Bu tayinden maksadım, ibadeti tesis etmeniz, aralarında adalet ve hak ölçüleri ile hükmetmeniz, her hususta hakkı hukuku gözetmeniz içindir.”
“Biliniz ki, sizi halka zulmetmek ve tahakküm etmek için tayin etmedim.

Sizi halka örnek olacak önderler olarak gönderdim. Müslümanlara haklarını veriniz, onları küçük düşürerek dövmeyiniz.
Gurura kapılma hatasına düşmemeleri için onları lüzumundan fazla övmeyiniz. Kapılarınızı onların yüzlerine kapamayınız ki, içlerinde kuvvetli olanlar zayıf olanları yemesin.
Onlardan üstünmüşsünüz gibi hareket etmeyiniz. Çünkü bu onlara tahakküm etmektir.”


Halkın Söz Hakkı
Hz. Ömer’e göre, halkın devlet idaresinde söz söyleme hakkı vardı. Bu hakkı kullanmak üzere vilayetlerde idarenin işleyişini kontrol etmek için heyetler oluşturulmuştu. Bu heyetler zaman zaman Medine’ye gelir, Medine’de o vilayetin genel durumu görüşülür, telkin ve tavsiyede bulunulurdu. Şikayet üzerine, araştırmalar yapılır, şikayetler haklı çıkarsa görevli, görevinden
uzaklaştırılırdı

Bekçi Kulübesi Azl’e Sebep Oluyor
Hz. Ömer, İran fatihi ve büyük sahabe Saad bin Ebi Vakkas’ı Kufe’ye vali tayin etti. Halkın şikâyeti üzerine de valilikten aldı. Şikâyetin konusu da evinin önüne bir bekçi kulübesi yaptırması idi. Halk valiyi istediği zaman görürdü. Bekçi kulübesi valinin istenildiği zaman görülmesini engel oluyordu.

----------

* Görev Listesi:
1: Metin alıntısına göre, Saad bin Ebi Vakkas hakkındaki şikâyetin konusu neydi?
2: Satırlar içinde “TARGET = continental advertisement” geçen satırdan başlayıp satırların sonuna kadar uzanan bölümü al ve orada “thickest part” ifadesini “widest part” olarak değiştir. Başka hiçbir şeye dokunmadan yalnızca bu satırları ver.

Adlandırılmış nesne işaretleme girdileri:
----------

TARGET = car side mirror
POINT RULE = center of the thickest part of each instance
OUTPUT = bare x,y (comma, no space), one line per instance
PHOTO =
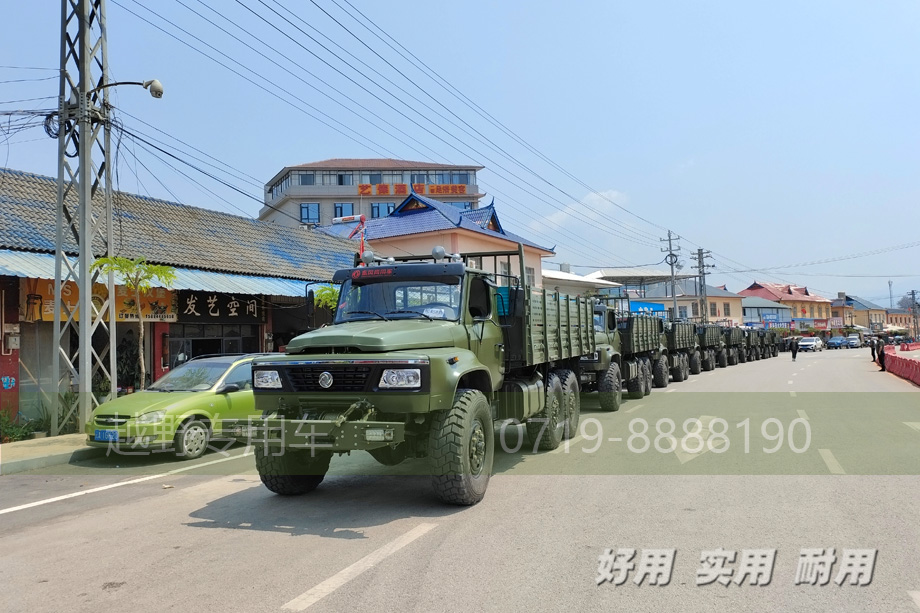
228,388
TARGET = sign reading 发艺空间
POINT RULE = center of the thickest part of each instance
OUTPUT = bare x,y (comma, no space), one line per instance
194,306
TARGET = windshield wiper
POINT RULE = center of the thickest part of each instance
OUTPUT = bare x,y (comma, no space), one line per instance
413,313
367,313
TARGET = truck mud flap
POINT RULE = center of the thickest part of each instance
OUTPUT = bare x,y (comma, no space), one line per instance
277,434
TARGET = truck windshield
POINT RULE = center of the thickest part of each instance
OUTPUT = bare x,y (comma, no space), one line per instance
428,298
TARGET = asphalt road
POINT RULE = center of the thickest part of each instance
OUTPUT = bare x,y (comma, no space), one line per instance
133,533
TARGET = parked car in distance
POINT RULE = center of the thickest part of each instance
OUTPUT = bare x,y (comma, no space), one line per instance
204,398
811,343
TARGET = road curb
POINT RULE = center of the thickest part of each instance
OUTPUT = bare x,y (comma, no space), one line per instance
21,465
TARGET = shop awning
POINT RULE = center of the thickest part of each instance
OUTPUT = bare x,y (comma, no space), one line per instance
41,266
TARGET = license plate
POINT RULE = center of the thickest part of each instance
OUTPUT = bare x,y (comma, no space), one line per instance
107,435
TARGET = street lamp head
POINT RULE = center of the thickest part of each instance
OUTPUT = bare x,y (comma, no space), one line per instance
155,88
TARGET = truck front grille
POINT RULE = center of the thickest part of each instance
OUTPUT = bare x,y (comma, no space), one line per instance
344,378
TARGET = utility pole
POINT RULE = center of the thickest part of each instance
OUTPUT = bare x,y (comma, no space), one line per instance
84,221
671,259
702,266
915,329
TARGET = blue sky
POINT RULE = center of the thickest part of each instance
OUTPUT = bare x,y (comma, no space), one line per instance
771,133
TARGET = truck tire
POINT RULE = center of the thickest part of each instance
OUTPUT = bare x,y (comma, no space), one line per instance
545,430
610,389
660,374
293,472
696,365
461,449
571,397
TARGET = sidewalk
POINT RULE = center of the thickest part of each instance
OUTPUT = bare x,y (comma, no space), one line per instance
40,452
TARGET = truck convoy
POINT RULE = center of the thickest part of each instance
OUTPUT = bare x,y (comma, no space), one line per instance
424,355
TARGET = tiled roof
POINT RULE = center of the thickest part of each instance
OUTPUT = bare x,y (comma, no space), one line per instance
175,234
686,288
861,304
779,292
756,302
380,164
432,216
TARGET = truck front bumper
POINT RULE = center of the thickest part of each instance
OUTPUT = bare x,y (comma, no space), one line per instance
275,434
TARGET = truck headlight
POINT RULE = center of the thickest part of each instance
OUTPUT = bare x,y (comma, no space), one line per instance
150,418
405,378
266,379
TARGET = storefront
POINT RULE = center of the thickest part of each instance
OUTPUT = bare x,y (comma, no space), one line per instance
211,323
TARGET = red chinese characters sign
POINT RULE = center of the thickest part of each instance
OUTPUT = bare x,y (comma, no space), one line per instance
402,189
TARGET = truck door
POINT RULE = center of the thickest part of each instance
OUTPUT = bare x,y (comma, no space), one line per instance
486,339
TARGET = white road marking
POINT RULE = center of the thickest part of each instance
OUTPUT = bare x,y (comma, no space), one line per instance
832,464
684,456
566,444
342,577
39,503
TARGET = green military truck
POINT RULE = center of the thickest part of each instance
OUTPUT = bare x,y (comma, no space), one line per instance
642,338
420,360
710,343
682,343
733,339
629,354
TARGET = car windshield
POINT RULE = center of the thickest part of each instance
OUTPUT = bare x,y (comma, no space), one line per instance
191,377
425,298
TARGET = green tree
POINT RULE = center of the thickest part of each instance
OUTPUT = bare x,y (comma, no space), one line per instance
139,277
326,296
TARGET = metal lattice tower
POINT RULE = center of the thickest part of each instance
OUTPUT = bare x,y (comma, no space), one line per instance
84,213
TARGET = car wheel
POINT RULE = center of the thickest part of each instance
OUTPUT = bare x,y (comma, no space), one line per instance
192,438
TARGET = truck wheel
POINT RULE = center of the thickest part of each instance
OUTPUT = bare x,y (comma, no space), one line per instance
610,389
571,398
647,365
695,363
293,472
461,449
660,374
546,429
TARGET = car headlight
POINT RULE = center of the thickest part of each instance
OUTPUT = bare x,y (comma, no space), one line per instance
266,379
401,378
150,418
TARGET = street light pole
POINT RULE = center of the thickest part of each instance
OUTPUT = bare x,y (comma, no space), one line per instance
84,222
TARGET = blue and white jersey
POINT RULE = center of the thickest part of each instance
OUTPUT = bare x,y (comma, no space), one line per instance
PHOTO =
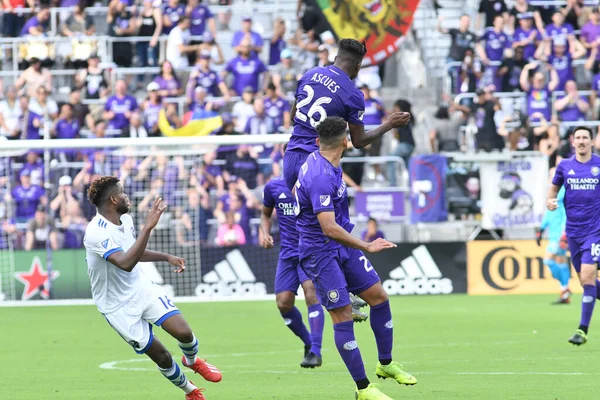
111,286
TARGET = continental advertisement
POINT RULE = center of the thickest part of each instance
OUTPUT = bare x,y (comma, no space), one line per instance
510,267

----------

* Verilen Yanıtlar:
1: Evinin önüne bir bekçi kulübesi yaptırmasıydı.

2:
TARGET = continental advertisement
POINT RULE = center of the widest part of each instance
OUTPUT = bare x,y (comma, no space), one line per instance
510,267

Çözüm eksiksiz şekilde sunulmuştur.